─── PASSAGE TO READ ───
## Section: Scientific Foundations

### Visual servoing

Nowadays, visual servoing is a widely used technique is robot control. It consists in using data provided by a vision sensor for controlling the motions of a robot [43] . Various sensors can be considered such as perspective cameras, omnidirectional cameras, 2D ultrasound probes or even virtual cameras. In fact, this technique is historically embedded in the larger domain of sensor-based control [51] so that other sensors than vision sensors can be properly used. On the other hand, this approach was first dedicated to robot arms control. Today, much more complex system can be considered like humanoid robots, cars, submarines, airships, helicopters, aircrafts. Therefore, visual servoing is now seen as a powerful approach to control the state of dynamic systems.
─── DATA RECORDS ───
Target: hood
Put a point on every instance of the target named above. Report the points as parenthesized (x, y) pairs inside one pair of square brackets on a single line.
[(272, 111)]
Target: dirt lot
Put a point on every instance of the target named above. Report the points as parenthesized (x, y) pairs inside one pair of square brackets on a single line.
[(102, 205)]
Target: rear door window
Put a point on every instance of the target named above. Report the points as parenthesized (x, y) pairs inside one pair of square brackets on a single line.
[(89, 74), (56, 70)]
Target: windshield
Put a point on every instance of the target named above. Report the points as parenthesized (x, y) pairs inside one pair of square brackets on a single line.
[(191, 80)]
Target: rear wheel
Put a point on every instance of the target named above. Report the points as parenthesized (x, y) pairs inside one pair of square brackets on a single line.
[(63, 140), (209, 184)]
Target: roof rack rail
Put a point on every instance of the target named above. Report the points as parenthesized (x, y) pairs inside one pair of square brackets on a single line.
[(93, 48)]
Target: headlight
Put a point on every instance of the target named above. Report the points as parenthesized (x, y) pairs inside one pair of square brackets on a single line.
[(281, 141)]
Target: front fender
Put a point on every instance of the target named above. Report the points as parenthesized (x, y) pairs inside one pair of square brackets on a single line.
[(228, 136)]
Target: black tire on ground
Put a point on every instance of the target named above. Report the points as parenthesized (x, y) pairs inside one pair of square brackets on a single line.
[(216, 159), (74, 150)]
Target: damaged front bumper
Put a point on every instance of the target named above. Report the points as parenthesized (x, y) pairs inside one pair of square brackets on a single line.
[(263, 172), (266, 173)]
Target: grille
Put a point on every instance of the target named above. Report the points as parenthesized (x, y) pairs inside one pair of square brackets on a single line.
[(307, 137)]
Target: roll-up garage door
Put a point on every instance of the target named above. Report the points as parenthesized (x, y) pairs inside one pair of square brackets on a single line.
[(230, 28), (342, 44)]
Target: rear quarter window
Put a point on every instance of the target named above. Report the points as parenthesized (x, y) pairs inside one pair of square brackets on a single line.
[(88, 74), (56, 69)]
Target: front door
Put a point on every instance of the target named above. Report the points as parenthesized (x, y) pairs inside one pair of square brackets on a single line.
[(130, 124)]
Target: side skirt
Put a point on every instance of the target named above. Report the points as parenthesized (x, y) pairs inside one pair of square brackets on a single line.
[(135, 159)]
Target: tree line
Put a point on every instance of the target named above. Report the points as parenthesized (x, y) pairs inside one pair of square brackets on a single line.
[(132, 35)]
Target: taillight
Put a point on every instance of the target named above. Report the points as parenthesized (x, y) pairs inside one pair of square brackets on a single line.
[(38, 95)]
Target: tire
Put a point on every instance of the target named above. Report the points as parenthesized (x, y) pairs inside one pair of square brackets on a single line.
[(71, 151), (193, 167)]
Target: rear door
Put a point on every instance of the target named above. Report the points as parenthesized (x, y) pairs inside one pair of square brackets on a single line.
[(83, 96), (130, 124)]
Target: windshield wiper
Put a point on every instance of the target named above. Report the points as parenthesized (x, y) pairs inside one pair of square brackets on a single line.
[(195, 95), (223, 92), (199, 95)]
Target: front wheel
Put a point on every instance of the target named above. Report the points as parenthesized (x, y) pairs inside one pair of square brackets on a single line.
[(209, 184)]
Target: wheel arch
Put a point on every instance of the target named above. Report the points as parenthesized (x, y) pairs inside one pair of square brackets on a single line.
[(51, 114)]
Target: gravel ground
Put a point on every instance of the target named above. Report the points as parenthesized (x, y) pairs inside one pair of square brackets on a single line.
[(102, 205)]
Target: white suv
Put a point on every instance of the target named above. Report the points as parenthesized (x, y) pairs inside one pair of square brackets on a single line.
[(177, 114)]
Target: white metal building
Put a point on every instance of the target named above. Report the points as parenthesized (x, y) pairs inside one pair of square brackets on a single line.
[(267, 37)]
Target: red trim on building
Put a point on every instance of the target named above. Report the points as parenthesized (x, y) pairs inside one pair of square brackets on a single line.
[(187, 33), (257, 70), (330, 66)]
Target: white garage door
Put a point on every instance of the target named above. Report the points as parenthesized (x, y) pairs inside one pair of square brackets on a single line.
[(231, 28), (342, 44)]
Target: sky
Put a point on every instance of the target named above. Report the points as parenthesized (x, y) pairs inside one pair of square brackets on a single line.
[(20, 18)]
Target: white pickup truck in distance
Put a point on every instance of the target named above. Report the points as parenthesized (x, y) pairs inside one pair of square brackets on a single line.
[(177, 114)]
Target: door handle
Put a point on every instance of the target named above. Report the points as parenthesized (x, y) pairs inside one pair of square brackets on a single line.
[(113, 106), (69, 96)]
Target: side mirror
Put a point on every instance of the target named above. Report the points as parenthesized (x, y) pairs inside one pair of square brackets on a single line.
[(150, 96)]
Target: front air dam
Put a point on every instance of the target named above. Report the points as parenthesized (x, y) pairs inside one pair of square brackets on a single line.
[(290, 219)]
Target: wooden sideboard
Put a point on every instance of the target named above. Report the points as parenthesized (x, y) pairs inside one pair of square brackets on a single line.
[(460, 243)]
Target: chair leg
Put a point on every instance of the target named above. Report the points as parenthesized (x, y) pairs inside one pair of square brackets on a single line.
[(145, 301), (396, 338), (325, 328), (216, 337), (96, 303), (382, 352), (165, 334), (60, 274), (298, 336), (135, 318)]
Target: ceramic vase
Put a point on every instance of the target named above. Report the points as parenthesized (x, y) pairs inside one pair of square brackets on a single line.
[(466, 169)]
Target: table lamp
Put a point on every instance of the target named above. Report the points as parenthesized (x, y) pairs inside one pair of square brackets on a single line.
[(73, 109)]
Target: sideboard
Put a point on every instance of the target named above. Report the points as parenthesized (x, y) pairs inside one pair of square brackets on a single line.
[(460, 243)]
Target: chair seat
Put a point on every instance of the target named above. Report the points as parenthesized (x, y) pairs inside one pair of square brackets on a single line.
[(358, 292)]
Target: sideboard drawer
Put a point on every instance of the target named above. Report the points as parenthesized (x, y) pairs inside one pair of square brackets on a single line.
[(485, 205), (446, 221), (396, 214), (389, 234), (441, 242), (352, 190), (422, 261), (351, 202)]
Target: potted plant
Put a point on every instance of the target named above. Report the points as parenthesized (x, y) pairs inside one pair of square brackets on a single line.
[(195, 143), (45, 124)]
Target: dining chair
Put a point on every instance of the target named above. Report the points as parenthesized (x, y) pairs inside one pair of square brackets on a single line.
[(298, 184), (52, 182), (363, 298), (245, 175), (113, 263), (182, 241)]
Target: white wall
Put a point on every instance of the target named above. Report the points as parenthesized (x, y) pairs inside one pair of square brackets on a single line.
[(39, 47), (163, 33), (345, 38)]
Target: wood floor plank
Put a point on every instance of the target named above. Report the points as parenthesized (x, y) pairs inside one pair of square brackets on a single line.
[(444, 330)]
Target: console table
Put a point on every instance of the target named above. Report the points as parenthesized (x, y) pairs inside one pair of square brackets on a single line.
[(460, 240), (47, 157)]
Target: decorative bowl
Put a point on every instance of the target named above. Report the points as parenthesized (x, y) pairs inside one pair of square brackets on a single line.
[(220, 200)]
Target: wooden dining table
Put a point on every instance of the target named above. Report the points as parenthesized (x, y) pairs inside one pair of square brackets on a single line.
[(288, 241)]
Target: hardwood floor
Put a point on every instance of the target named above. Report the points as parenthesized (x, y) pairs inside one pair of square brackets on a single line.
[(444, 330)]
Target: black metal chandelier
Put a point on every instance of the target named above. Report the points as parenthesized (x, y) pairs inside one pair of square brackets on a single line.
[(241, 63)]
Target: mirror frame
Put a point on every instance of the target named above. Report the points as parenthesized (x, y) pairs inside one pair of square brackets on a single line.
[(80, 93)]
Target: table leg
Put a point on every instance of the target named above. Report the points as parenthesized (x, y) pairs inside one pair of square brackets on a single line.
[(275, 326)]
───
## WRITTEN TASK 1
Count the lines of the records that contain the string "sideboard", and give only that number.
## WRITTEN TASK 2
Extend the passage on visual servoing, starting after its last sentence.

## TASK OUTPUT 1
3

## TASK OUTPUT 2
Classically, to achieve a visual servoing task, a set of visual features $\mathbf{s}$ has to be selected from visual measurements $\mathbf{m}$ extracted from the image. A control law is then designed so that these visual features reach a desired value ${\mathbf{s}}^{*}$ related to the desired state of the system. The control principle is thus to regulate to zero the error vector $\mathbf{e}=\mathbf{s}-{\mathbf{s}}^{*}$. To build the control law, the knowledge of the so-called *interaction matrix* ${\mathbf{L}}_{\mathbf{s}}$ is usually required. This matrix links the time variation of $\mathbf{s}$ to the camera instantaneous velocity $\mathbf{v}$

$\dot{\mathbf{s}}={\mathbf{L}}_{\mathbf{s}}\phantom{\rule{0.166667em}{0ex}}\mathbf{v}+\frac{\partial \mathbf{s}}{\partial t}$ | (1) |

where the term $\frac{\partial \mathbf{s}}{\partial t}$ describes the non-stationary behavior of $\mathbf{s}$. Typically, if we try to ensure an exponential decoupled decrease of the error signal and if we consider the camera velocity as the input of the robot controller, the control law writes as follow

$\mathbf{v}=-\lambda {\widehat{{\mathbf{L}}_{\mathbf{s}}}}^{+}\mathbf{e}-{\widehat{{\mathbf{L}}_{\mathbf{s}}}}^{+}\widehat{\frac{\partial \mathbf{e}}{\partial t}}$ | (2) |

with $\lambda $ a proportional gain that has to be tuned to minimize the time-to-convergence, ${\widehat{{\mathbf{L}}_{\mathbf{s}}}}^{+}$ the pseudo-inverse of a model or an approximation of ${\mathbf{L}}_{\mathbf{s}}$ and $\widehat{\frac{\partial \mathbf{e}}{\partial t}}$ an estimation of $\frac{\partial \mathbf{e}}{\partial t}$.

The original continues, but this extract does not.